Your assignment:
Set down the whole listing that follows, precisely as written.

━━━ Task input

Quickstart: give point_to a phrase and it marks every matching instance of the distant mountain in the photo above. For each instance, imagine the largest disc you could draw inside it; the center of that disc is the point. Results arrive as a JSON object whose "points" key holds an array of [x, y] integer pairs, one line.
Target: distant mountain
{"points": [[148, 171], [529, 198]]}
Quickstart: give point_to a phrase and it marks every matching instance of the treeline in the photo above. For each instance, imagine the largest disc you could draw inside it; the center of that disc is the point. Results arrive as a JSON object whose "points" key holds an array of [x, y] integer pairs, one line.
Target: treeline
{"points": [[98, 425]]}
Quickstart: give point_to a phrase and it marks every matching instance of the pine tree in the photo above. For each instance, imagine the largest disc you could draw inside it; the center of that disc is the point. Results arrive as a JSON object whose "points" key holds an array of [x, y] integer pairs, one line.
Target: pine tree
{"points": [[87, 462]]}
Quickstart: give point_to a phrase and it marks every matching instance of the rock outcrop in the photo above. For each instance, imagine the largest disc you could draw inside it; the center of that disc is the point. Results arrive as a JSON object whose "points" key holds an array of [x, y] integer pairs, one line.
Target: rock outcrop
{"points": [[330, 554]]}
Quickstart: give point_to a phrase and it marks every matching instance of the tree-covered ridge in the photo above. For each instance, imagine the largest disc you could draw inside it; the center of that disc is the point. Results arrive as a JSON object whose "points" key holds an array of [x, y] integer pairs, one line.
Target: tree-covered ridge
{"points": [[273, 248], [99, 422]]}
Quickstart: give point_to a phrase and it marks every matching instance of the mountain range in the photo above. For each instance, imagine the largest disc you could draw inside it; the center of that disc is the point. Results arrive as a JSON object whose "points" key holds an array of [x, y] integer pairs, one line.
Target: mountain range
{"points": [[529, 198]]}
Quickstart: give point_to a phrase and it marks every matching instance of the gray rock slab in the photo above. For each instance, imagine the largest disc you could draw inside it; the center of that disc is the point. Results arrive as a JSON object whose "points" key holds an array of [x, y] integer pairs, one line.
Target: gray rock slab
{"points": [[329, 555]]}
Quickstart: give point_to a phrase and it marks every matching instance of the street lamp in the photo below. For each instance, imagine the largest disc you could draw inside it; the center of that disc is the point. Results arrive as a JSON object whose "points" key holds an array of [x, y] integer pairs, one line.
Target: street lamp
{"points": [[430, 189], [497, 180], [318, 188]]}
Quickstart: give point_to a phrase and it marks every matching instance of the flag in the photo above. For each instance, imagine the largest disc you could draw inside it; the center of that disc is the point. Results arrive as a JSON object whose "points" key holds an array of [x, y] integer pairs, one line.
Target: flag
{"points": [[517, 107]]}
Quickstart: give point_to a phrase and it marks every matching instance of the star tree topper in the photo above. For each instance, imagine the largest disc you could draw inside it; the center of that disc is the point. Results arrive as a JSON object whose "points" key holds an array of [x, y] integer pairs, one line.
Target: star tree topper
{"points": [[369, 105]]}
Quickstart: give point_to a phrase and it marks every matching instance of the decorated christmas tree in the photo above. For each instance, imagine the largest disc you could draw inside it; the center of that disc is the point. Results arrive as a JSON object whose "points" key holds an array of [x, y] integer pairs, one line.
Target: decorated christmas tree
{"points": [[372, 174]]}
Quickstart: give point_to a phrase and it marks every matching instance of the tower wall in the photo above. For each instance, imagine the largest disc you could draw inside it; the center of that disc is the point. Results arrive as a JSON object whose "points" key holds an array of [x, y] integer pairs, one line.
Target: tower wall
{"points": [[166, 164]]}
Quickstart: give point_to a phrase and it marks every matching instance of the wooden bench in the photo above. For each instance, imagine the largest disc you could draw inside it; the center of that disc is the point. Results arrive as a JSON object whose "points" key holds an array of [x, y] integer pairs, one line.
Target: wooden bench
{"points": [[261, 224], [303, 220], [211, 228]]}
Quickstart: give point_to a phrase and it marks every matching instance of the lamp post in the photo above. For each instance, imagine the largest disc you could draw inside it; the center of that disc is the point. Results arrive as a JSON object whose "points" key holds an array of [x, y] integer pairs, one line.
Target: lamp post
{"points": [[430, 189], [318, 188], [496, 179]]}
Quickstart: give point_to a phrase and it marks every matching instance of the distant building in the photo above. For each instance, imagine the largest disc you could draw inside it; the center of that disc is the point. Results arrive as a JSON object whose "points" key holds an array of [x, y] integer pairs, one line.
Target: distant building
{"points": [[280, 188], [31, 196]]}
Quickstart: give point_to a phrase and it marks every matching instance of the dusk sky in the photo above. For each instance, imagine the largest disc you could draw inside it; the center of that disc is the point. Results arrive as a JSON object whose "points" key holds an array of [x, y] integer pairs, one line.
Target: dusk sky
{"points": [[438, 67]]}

━━━━━━

Written solution:
Quickstart: give point_to a phrase and it marks every matching instance of the distant mountain in the photo above. For each instance, imagine the largest disc you could draw inside it; the center of that disc is the point. Results arrive as a JSON object whose "points" key holds an array of [x, y] integer pairs, one line.
Target: distant mountain
{"points": [[148, 171], [529, 198]]}
Quickstart: give point_to a phrase and it marks every matching instance of the treeline in the photo above. For each instance, imagine the largest disc you could draw inside it; the center of that disc is the point. Results arrive as a JSON object whose "points" key holds an array of [x, y] integer pairs, one line.
Target: treeline
{"points": [[98, 425]]}
Quickstart: give point_to a phrase and it marks every matching instance of the pine tree in the photo above. For each instance, imagine the largest disc you could draw inside it; the center of that disc is the point. Results arrive as a JSON object whose "points" key holds an array of [x, y] integer pairs, one line.
Target: pine tree
{"points": [[87, 462]]}
Quickstart: give point_to a phrase and it marks every matching instance of the rock outcrop in the photo above. For each instance, imagine the largest disc you could draw inside it; the center of that disc is the point. Results arrive as a JSON object whose "points" key holds an array of [x, y] integer pairs, one line.
Target: rock outcrop
{"points": [[330, 554]]}
Quickstart: give point_to a phrase and it marks every matching instance of the tree-covered ridge in the photo above. For each instance, imagine the largest disc you could draw inside it; the center of that disc is the point. Results arrive as a JSON object whose "points" key holds an array of [x, y] integer pairs, one line.
Target: tree-covered ridge
{"points": [[273, 248], [99, 422]]}
Quickstart: give point_to a phrase and it marks every matching instance of the mountain range in the photo above. For each instance, imagine the largest disc you could draw inside it; the center of that disc is the point. Results arrive as a JSON object whose "points" key holds an array of [x, y] integer pairs, one line.
Target: mountain range
{"points": [[529, 198]]}
Quickstart: give point_to a phrase and it marks every matching instance of the gray rock slab in the photo above. For each instance, imagine the largest disc you could draw inside it; the center of that disc is the point. Results arrive as a JSON object whose "points" key holds an array of [x, y] integer pairs, one line.
Target: gray rock slab
{"points": [[329, 555]]}
Quickstart: give point_to a phrase and it marks every matching instance of the street lamp in the photo below. For each instance, imagine the largest disc you could draw inside it; the center of that disc is the point. Results arrive as a JSON object whose "points" key holds an array of [x, y] integer pairs, one line.
Target: street lamp
{"points": [[430, 189], [497, 180], [318, 188]]}
Quickstart: give point_to a phrase and it marks every matching instance of the flag in the photo above. For each instance, imagine the largest disc you could draw inside it; the center of that disc is the point. Results arrive as a JSON object whose "points" key holds an array of [x, y] integer pairs, one line.
Target: flag
{"points": [[517, 107]]}
Quickstart: give point_to a phrase and it marks every matching instance of the star tree topper in the photo above. For each instance, imagine the largest disc you could draw inside it; the center of that disc is the point. Results arrive as a JSON object whose "points" key holds an array of [x, y] integer pairs, one line.
Target: star tree topper
{"points": [[369, 105]]}
Quickstart: give point_to a phrase and it marks every matching instance of the decorated christmas tree in the photo above. For each instance, imagine the largest disc you could draw inside it; the center of that disc is the point. Results arrive as a JSON object whose "points" key holds an array of [x, y] integer pairs, one line.
Target: decorated christmas tree
{"points": [[372, 174]]}
Quickstart: give point_to a phrase and it marks every matching instance of the tower wall in the photo above. For each instance, imagine the largest disc you could draw inside it; the center of that disc is the point. Results arrive as a JSON object whose "points" key holds an array of [x, y] integer pairs, one line.
Target: tower wall
{"points": [[166, 164]]}
Quickstart: give point_to a phrase and it marks every matching instance of the wooden bench in the photo above. For each instance, imagine the largest disc you could draw inside it; the center of that disc is the point. Results arrive as a JSON object whose "points" key holds an array of [x, y] integer pairs, one line.
Target: wooden bench
{"points": [[261, 224], [303, 220], [211, 228]]}
Quickstart: give point_to a phrase and it marks every matching instance of the lamp post in the photo above. For each instance, imagine the largest disc you could draw inside it; the center of that disc is the point. Results arrive as a JSON object whose "points" key holds an array of [x, y] integer pairs, one line.
Target: lamp post
{"points": [[430, 189], [318, 188], [496, 179]]}
Quickstart: give point_to a phrase and it marks every matching instance of the distant building in the photo above. For each instance, imagine the largest disc you could draw inside it; the center of that disc is the point. Results arrive as a JSON object whose "points" key holds an array of [x, y] integer pairs, one line.
Target: distant building
{"points": [[280, 188], [31, 196]]}
Quickstart: give point_to a phrase and it marks every matching instance of the dusk sky in the photo above. For each instance, imagine the largest disc you could draw inside it; the center of that disc is the point. Results arrive as a JSON object whose "points" key holds an array of [x, y] integer pairs, one line.
Target: dusk sky
{"points": [[438, 67]]}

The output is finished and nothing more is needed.